Written task 1
Show every line of the records that contains the word "balcony".

Article
** start **
But why?  What does the phrase “piling inference on inference” explain the holding of the case?  Possessing a gun in itself is not directly related to interstate commerce.  But you could argue that having a gun could cause violent crime which could cause increased insurance rates and so on.  The argument is in the nature of A leads to B leads to C leads to D and D is related to interstate commerce.

 

Let’s look at Article I, § 8.  This is the big list of powers of Congress.  It’s a big list, but it’s a finite list.  Don’t forget the last power, which is a biggie: making laws that are “necessary and proper” to execute the listed powers.  Keep the “Necessary and Proper Clause” in mind here.

 

Whenever there’s a challenge to a federal statute, the government only has to show there’s one power to support the law.  In order for Lopez to prevail, he must show that Congress doesn’t have the power to pass this law under any of the enumerated powers.  That’s a tough standard!

 

This is important not only for questions of congressional power, but also for any questions about who has what powers and who has the burden of proof to show that something is within the power of a part of the government.

 

Back to the Second Amendment

 

Why doesn’t Lopez try to win this appeal on Second Amendment grounds instead of Commerce Clause grounds?  The Supreme Court hadn’t invalidated a statute on the basis of the Commerce Clause in a heck of a long time.  There also hadn’t been a Second Amendment case in the Supreme Court for a heck of a long time.

 

Was this a tactical move?  Was the Court more willing to move on the Commerce Clause than on the Second Amendment?

 

Lopez has been around for almost a decade and people are pretty comfortable with it.  But when Foley took this class 20 years ago, Foley learned from his professor that any attempt to argue that something was out of the scope of the Commerce Clause was a sure loser under the Court’s jurisprudence.  In other words, Congress could pretty much do whatever it wanted and find some link to the Commerce Clause.  Foley’s professor turned out to be completely wrong!  So keep in mind that the law can change!  Congress can’t just do whatever it wants anymore.  If that was the accepted wisdom, why the heck would Lopez’s lawyer have tried this appeal on Commerce Clause grounds?
** end **
Listed entries
** start **
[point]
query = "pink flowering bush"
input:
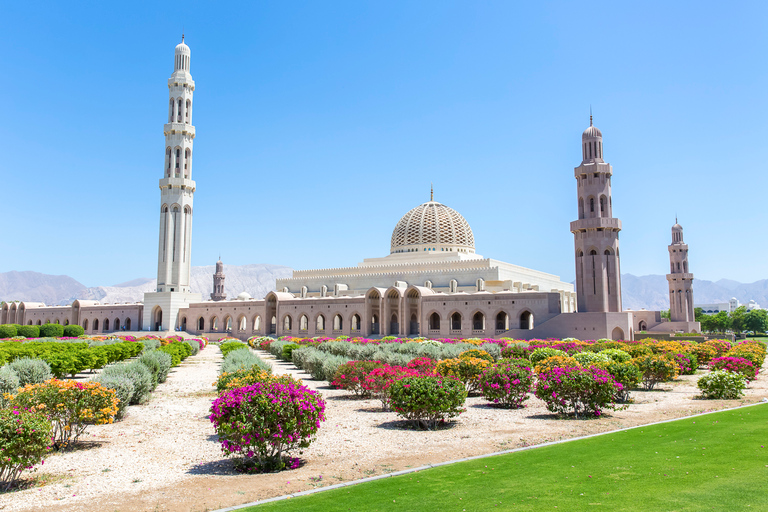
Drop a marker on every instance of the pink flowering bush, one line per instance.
(423, 365)
(427, 399)
(25, 438)
(507, 385)
(378, 381)
(578, 391)
(351, 376)
(739, 365)
(264, 421)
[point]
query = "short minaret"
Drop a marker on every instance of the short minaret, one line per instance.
(596, 233)
(218, 282)
(680, 279)
(176, 192)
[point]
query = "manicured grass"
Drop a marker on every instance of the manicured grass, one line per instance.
(713, 462)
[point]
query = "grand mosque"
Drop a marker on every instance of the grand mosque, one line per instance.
(432, 283)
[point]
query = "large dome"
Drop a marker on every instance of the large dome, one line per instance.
(431, 227)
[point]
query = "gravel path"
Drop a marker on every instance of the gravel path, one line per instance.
(169, 445)
(155, 445)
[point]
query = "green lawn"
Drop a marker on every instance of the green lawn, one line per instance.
(713, 462)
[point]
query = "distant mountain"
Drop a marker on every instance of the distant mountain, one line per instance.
(652, 292)
(256, 279)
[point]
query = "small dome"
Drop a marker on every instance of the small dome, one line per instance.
(433, 226)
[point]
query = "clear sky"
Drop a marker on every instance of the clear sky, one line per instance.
(319, 124)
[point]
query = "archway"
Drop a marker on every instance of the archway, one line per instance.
(526, 320)
(434, 322)
(157, 318)
(456, 321)
(478, 322)
(394, 326)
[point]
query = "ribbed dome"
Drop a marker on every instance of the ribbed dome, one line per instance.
(433, 226)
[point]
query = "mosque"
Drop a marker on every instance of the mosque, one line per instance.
(432, 283)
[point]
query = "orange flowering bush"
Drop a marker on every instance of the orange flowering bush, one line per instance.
(69, 405)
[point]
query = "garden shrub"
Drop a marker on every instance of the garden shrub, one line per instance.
(242, 359)
(578, 390)
(30, 371)
(590, 358)
(467, 370)
(8, 331)
(516, 350)
(542, 353)
(25, 438)
(549, 363)
(70, 406)
(507, 385)
(378, 381)
(285, 355)
(138, 374)
(9, 383)
(687, 363)
(51, 330)
(655, 369)
(28, 331)
(264, 422)
(423, 365)
(158, 363)
(72, 331)
(351, 375)
(476, 353)
(123, 387)
(229, 346)
(721, 384)
(625, 373)
(427, 399)
(739, 365)
(616, 354)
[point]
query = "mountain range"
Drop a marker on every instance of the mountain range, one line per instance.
(638, 292)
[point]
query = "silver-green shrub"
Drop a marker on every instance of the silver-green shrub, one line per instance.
(30, 370)
(159, 363)
(242, 360)
(123, 387)
(139, 375)
(9, 383)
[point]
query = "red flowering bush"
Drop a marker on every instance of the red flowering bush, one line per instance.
(378, 381)
(264, 421)
(427, 399)
(25, 438)
(423, 365)
(70, 406)
(578, 390)
(351, 376)
(739, 365)
(507, 385)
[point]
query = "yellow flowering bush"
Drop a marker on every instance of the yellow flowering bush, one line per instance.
(467, 370)
(69, 405)
(549, 363)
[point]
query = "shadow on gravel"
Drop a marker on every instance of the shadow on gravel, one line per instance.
(222, 467)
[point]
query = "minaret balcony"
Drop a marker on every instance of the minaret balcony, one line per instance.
(182, 128)
(607, 223)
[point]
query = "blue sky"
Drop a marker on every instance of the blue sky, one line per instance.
(319, 124)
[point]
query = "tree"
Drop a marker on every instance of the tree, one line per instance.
(756, 320)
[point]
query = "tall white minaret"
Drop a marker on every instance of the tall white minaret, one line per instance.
(680, 279)
(176, 193)
(596, 233)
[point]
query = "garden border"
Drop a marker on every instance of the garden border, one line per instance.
(438, 464)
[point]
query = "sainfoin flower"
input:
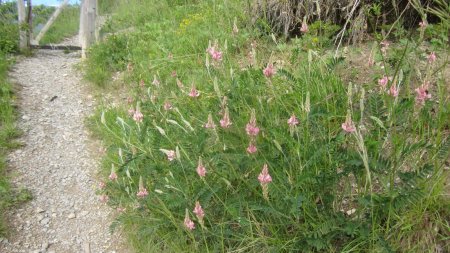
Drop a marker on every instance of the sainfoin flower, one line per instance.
(138, 116)
(201, 170)
(304, 27)
(113, 175)
(293, 121)
(210, 124)
(393, 91)
(264, 179)
(422, 93)
(167, 106)
(194, 92)
(142, 190)
(269, 71)
(225, 122)
(198, 211)
(251, 149)
(251, 127)
(188, 223)
(383, 81)
(431, 57)
(348, 126)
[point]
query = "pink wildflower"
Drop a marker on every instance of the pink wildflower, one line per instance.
(304, 28)
(251, 149)
(348, 125)
(423, 24)
(393, 91)
(188, 222)
(104, 198)
(131, 112)
(225, 122)
(251, 127)
(138, 116)
(383, 82)
(269, 71)
(201, 170)
(142, 190)
(293, 121)
(210, 124)
(198, 210)
(422, 93)
(432, 57)
(171, 155)
(155, 81)
(194, 92)
(113, 175)
(167, 106)
(264, 177)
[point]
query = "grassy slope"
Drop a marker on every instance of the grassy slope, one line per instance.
(155, 224)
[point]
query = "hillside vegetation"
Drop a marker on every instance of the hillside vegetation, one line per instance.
(234, 139)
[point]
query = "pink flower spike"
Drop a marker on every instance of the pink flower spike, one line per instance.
(198, 210)
(269, 71)
(201, 170)
(393, 91)
(304, 28)
(293, 121)
(189, 223)
(251, 127)
(225, 122)
(171, 155)
(423, 24)
(422, 93)
(155, 82)
(383, 82)
(138, 116)
(264, 177)
(142, 190)
(210, 124)
(194, 92)
(348, 126)
(251, 149)
(167, 106)
(431, 57)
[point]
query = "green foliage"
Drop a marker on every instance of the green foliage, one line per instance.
(330, 192)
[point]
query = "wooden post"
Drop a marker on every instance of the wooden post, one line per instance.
(22, 23)
(87, 24)
(49, 22)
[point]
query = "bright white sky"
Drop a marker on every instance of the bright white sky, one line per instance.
(49, 2)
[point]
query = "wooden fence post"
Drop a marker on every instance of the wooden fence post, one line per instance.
(22, 22)
(49, 22)
(87, 24)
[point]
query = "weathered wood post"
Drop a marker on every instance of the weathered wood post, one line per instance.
(87, 24)
(22, 22)
(50, 22)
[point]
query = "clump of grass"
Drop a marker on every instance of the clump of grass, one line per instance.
(353, 167)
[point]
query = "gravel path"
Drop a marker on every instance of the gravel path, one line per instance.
(57, 162)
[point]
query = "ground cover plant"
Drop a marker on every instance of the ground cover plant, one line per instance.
(232, 140)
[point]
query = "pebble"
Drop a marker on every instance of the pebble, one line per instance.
(54, 163)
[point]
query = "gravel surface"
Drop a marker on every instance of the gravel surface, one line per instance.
(58, 163)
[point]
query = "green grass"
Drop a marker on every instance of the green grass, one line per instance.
(374, 190)
(65, 25)
(8, 132)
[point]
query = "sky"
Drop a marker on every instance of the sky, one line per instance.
(50, 2)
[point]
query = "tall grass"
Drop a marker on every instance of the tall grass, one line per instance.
(368, 189)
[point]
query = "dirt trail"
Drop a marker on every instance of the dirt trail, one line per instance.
(58, 162)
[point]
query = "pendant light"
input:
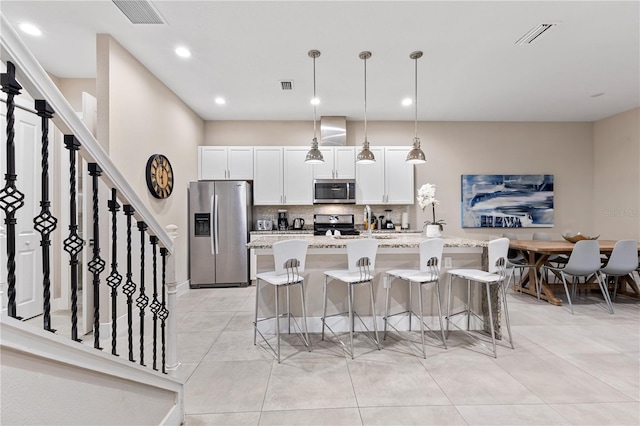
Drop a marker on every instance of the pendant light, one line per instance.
(365, 156)
(314, 156)
(416, 156)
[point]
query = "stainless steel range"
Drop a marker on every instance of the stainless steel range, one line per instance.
(334, 222)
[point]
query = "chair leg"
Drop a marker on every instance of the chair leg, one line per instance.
(389, 280)
(304, 316)
(373, 315)
(566, 290)
(424, 350)
(324, 306)
(506, 313)
(351, 323)
(277, 320)
(437, 284)
(255, 322)
(493, 334)
(410, 307)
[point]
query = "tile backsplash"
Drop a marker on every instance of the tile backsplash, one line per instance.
(307, 212)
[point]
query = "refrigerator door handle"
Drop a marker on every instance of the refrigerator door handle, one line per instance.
(216, 228)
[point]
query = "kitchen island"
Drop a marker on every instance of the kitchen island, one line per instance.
(395, 250)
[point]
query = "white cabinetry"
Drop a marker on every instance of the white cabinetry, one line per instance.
(225, 162)
(388, 181)
(282, 177)
(339, 163)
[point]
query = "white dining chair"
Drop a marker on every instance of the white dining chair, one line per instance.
(584, 261)
(361, 258)
(289, 259)
(623, 261)
(496, 275)
(429, 273)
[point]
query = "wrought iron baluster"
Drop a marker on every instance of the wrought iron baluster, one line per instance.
(96, 265)
(45, 222)
(114, 279)
(155, 305)
(129, 286)
(142, 300)
(73, 244)
(164, 313)
(11, 199)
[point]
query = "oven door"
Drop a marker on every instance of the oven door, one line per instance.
(334, 191)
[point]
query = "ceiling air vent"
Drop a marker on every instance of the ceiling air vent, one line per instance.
(139, 11)
(286, 84)
(534, 33)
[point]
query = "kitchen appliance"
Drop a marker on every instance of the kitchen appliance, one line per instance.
(298, 223)
(219, 222)
(283, 222)
(334, 191)
(334, 222)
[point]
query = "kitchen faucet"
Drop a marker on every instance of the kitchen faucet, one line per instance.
(367, 220)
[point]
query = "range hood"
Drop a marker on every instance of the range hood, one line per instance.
(333, 131)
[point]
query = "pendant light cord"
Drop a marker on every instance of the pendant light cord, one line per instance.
(315, 100)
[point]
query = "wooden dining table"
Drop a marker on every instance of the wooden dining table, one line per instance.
(537, 252)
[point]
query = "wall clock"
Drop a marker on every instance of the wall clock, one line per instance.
(159, 174)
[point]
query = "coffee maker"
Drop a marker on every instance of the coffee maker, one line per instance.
(283, 222)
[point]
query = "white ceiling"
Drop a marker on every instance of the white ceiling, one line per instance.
(471, 70)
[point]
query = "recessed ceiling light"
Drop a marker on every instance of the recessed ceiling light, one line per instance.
(30, 29)
(183, 52)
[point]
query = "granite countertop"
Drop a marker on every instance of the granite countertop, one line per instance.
(386, 240)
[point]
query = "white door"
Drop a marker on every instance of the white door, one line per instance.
(298, 177)
(398, 176)
(267, 176)
(29, 293)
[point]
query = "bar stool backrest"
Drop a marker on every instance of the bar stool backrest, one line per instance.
(623, 259)
(289, 249)
(428, 249)
(357, 249)
(584, 259)
(497, 248)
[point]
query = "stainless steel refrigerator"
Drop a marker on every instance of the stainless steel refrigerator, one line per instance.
(219, 225)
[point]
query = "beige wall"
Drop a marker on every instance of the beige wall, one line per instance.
(616, 198)
(455, 148)
(144, 117)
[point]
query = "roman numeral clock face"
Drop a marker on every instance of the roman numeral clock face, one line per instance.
(159, 174)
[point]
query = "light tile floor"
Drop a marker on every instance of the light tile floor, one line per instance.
(581, 369)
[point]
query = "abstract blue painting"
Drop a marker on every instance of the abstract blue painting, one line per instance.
(507, 201)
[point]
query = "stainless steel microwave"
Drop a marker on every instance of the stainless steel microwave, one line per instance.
(334, 191)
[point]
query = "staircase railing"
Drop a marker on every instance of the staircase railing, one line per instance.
(25, 73)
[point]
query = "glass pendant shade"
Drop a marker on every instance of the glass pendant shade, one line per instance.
(365, 156)
(314, 156)
(416, 156)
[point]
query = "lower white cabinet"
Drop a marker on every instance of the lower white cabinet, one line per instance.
(281, 177)
(388, 181)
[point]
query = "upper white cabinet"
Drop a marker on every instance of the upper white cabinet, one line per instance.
(339, 163)
(225, 163)
(281, 177)
(388, 181)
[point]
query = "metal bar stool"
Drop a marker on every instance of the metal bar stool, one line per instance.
(498, 250)
(361, 257)
(429, 273)
(289, 257)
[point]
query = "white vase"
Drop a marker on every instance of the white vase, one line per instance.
(433, 231)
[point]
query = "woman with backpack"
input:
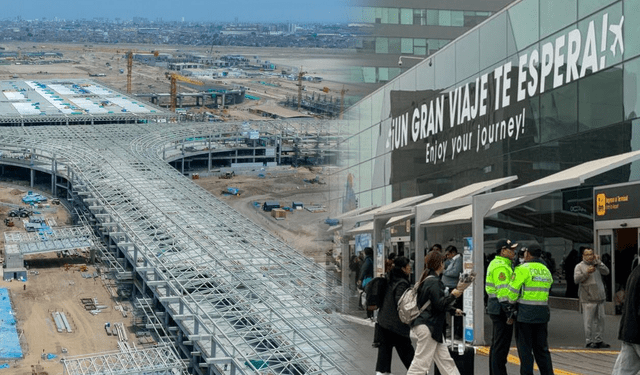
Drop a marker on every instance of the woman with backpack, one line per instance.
(391, 330)
(429, 325)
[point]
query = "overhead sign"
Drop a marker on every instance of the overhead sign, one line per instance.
(617, 202)
(493, 107)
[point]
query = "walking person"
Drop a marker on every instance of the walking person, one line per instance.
(529, 294)
(394, 333)
(496, 285)
(591, 293)
(429, 325)
(628, 361)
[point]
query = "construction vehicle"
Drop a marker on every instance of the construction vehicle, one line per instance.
(315, 180)
(20, 212)
(174, 78)
(231, 191)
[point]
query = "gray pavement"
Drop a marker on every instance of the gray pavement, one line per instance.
(566, 341)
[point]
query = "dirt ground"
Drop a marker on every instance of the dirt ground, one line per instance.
(330, 64)
(301, 229)
(52, 285)
(55, 284)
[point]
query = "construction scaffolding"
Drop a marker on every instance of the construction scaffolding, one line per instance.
(58, 239)
(158, 360)
(230, 297)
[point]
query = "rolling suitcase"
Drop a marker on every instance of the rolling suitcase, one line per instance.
(462, 355)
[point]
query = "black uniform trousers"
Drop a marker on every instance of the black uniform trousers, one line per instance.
(500, 344)
(532, 342)
(403, 346)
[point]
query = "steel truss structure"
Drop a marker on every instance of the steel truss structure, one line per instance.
(158, 360)
(58, 239)
(233, 297)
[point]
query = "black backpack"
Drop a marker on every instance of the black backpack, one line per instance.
(375, 291)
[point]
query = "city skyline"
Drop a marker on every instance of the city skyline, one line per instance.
(189, 11)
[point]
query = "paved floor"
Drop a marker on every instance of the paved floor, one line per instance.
(566, 340)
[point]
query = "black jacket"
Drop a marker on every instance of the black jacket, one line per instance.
(630, 320)
(388, 314)
(366, 269)
(432, 289)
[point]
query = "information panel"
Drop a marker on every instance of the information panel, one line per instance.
(617, 202)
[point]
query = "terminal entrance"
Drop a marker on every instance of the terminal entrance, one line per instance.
(617, 223)
(618, 249)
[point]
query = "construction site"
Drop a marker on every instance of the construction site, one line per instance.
(231, 84)
(127, 265)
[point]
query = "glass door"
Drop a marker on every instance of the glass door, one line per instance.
(604, 250)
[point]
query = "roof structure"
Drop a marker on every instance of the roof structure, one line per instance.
(75, 101)
(58, 239)
(158, 360)
(242, 299)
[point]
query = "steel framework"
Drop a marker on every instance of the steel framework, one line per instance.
(55, 240)
(158, 360)
(233, 297)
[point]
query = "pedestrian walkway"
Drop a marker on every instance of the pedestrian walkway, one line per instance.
(566, 342)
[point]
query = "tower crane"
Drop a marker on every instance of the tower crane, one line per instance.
(342, 92)
(300, 75)
(174, 78)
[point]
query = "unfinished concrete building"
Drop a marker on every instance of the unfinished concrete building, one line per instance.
(219, 294)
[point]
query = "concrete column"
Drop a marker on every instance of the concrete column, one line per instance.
(209, 154)
(376, 237)
(481, 207)
(346, 292)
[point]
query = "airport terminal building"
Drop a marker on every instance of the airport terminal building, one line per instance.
(506, 132)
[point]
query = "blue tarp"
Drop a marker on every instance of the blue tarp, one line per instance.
(9, 342)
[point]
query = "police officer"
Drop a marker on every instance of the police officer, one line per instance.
(529, 294)
(496, 286)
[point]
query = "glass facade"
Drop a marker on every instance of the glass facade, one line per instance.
(541, 86)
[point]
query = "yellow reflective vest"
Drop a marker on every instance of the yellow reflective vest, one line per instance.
(497, 282)
(529, 289)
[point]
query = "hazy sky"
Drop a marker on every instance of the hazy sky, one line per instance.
(174, 10)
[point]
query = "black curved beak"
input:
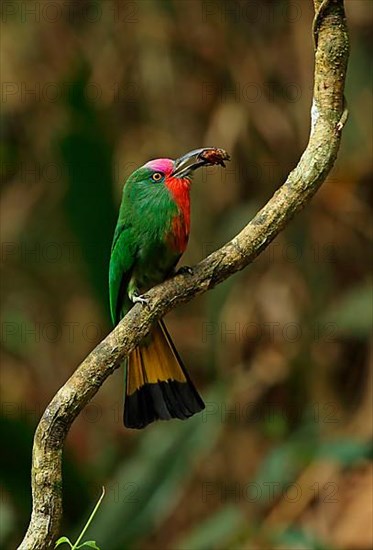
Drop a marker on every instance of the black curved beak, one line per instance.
(207, 156)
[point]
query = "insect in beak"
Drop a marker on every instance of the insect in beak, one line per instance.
(207, 156)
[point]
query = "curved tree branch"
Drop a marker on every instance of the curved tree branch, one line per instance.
(328, 116)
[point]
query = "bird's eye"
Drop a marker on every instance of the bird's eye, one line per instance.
(157, 176)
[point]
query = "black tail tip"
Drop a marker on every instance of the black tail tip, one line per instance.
(161, 401)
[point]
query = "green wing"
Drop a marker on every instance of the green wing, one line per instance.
(122, 258)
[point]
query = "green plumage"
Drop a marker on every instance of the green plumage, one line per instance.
(141, 255)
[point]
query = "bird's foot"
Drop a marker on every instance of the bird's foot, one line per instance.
(184, 270)
(139, 299)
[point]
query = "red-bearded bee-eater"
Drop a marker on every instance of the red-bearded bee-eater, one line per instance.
(151, 234)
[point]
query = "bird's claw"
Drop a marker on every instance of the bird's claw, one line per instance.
(140, 299)
(184, 270)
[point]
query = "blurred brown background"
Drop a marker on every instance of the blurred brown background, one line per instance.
(281, 352)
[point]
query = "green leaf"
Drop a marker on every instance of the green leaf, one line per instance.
(89, 544)
(61, 540)
(345, 451)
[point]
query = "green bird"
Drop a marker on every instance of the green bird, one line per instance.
(150, 237)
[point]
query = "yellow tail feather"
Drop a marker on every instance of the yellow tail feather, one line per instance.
(157, 385)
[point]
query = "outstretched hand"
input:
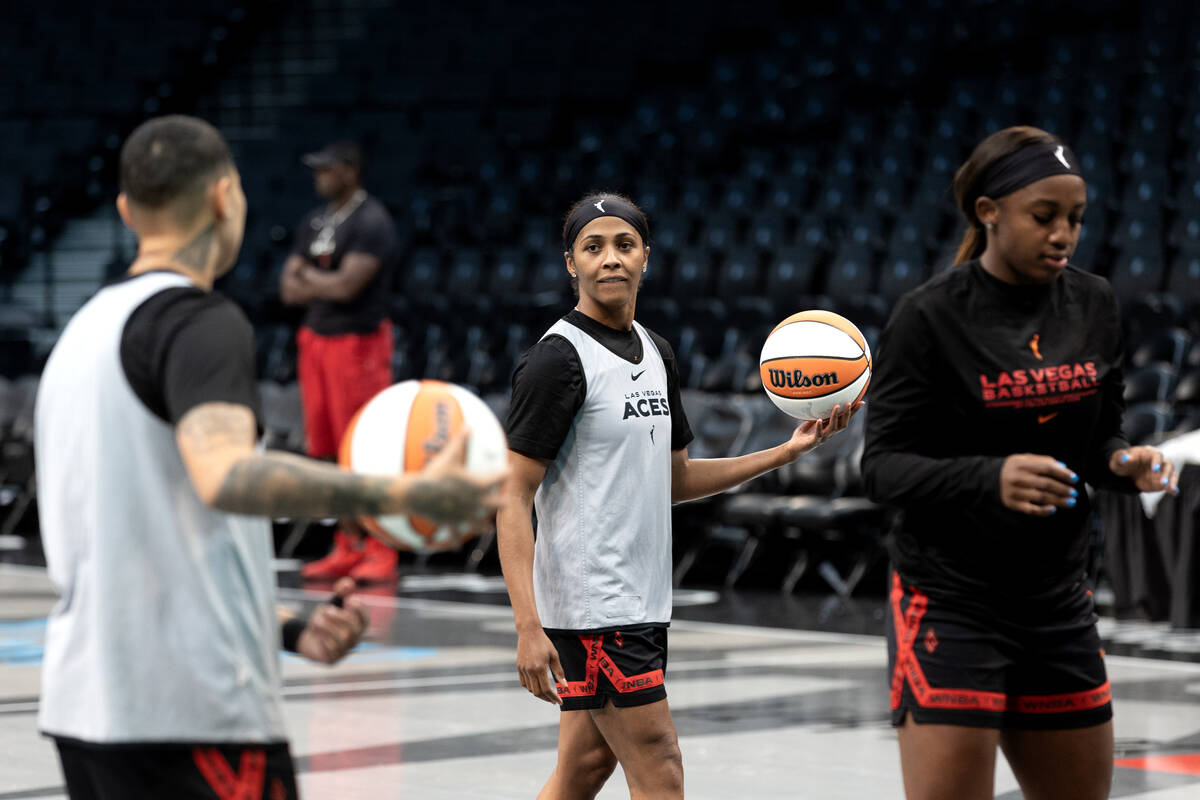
** end **
Written task 2
Update the passage of the notes on the Lopez case, starting with "But why?  What" and going on through "in mind here.", replacing "interstate commerce" with "interstate trade".

Worked answer 1
query = "minaret balcony"
Drop a marker on every instance of the minaret balcony, one line per instance.

Worked answer 2
But why?  What does the phrase “piling inference on inference” explain the holding of the case?  Possessing a gun in itself is not directly related to interstate trade.  But you could argue that having a gun could cause violent crime which could cause increased insurance rates and so on.  The argument is in the nature of A leads to B leads to C leads to D and D is related to interstate trade.

 

Let’s look at Article I, § 8.  This is the big list of powers of Congress.  It’s a big list, but it’s a finite list.  Don’t forget the last power, which is a biggie: making laws that are “necessary and proper” to execute the listed powers.  Keep the “Necessary and Proper Clause” in mind here.